*** Alıştırma Metni ***
10 Ağustos 2017’de konuyla ilgili bir röportaj için Kopenhag’da iş adamı Peter Madsen’in ‘el yapımı’ denizaltısına binen genç gazeteci Kim Wall’dan bir daha haber alınamıyor. Bir gün sonra denizaltının battığı ortaya çıkıyor. İşadamı denizden kurtarılıyor, ilerleyen günlerde de Kim Wall’un bıçaklanmış, işkence görmüş ve parçalara ayrılmış vücudu parça parça denizden toplanıyor. Peter Madsen şeytanın aklına gelmeyecek yalanlarına karşın paçayı sıyıramıyor ve cinayetten hüküm giyiyor. Sadece Danimarka’da değil, tüm dünyada yankılanan bu olayla ilgili dizi The Investigation, hadisenin sadece ve sadece soruşturma kısmına odaklanıyor. Madsen’in adı bile geçmiyor, olayın canlandırması yok, sadece Wall’un anne ve babasının olduğu bölümler ister istemez duygu dolu. Tam, serinkanlı bir İskandinav dizisi. Netflix’teki Mindhunter’ın da bazı bölümlerini yöneten, Borgen’in yazarlarından Thomas Lindholm yönetmen. Yine Borgen’den tanıdığımız Soren Mallick ve Borgen’de tanışıp Game of Thrones’da ünlü oluşunu izlediğimiz Pilou Asbek başrollerde. Ekim 2020’de Danimarka’da yayınlandığı kanalın izleyicisini yüzde 43 oranında artıran dizi, bu hafta ABD’de HBO kanalında haftalık yayına başladı. Altı bölümü birden BluTV’de.
*** Girdi Verileri ***
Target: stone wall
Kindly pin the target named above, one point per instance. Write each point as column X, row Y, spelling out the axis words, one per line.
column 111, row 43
***
* **Alıştırma Soruları**
(a) The Investigation dizisini anlatan metne göre aşağıdaki soruları yanıtlayın:
(i) Kim Wall, Peter Madsen'in denizaltısına hangi tarihte bindi?
(ii) Dizinin yönetmeni kimdir?
(iii) Dizi, Danimarka'da yayınlandığı kanalın izleyicisini yüzde kaç oranında artırdı?
(b) The Investigation dizisini anlatan metinde adı geçen bütün dizileri sıralayın.
(c) The Investigation dizisini anlatan metnin “10 Ağustos 2017’de” diye başlayan paragrafını, ana bilgileri koruyarak kısa maddeler hâlinde yeniden yazın.
Yanıtlarken yalnızca metne dayanın.

* **Görev Görev Çözümler**
(a)
(i) 10 Ağustos 2017'de.
(ii) Thomas Lindholm.
(iii) Yüzde 43 oranında.

(b)
- The Investigation
- Mindhunter
- Borgen
- Game of Thrones

(c)
- 10 Ağustos 2017'de gazeteci Kim Wall, bir röportaj için Kopenhag'da iş adamı Peter Madsen'in el yapımı denizaltısına bindi ve bir daha kendisinden haber alınamadı.
- Ertesi gün denizaltının battığı ortaya çıktı. Madsen denizden kurtarıldı, Wall'un parçalara ayrılmış vücudu ise sonraki günlerde denizden toplandı.
- Madsen, yalanlarına rağmen cinayetten hüküm giydi.
- The Investigation dizisi yalnızca soruşturmaya odaklanıyor. Dizide Madsen'in adı geçmiyor ve olay canlandırılmıyor. Duygu yüklü kısımlar yalnızca Wall'un anne ve babasının yer aldığı bölümler.
- Yönetmen, Borgen'in yazarlarından olan ve Mindhunter'ın bazı bölümlerini de yöneten Thomas Lindholm. Başrollerde Soren Mallick ve Pilou Asbek var.
- Dizi, Ekim 2020'de Danimarka'da yayınlandığı kanalın izleyicisini yüzde 43 artırdı. Bu hafta ABD'de HBO'da haftalık olarak yayınlanmaya başladı. Altı bölümün tamamı BluTV'de.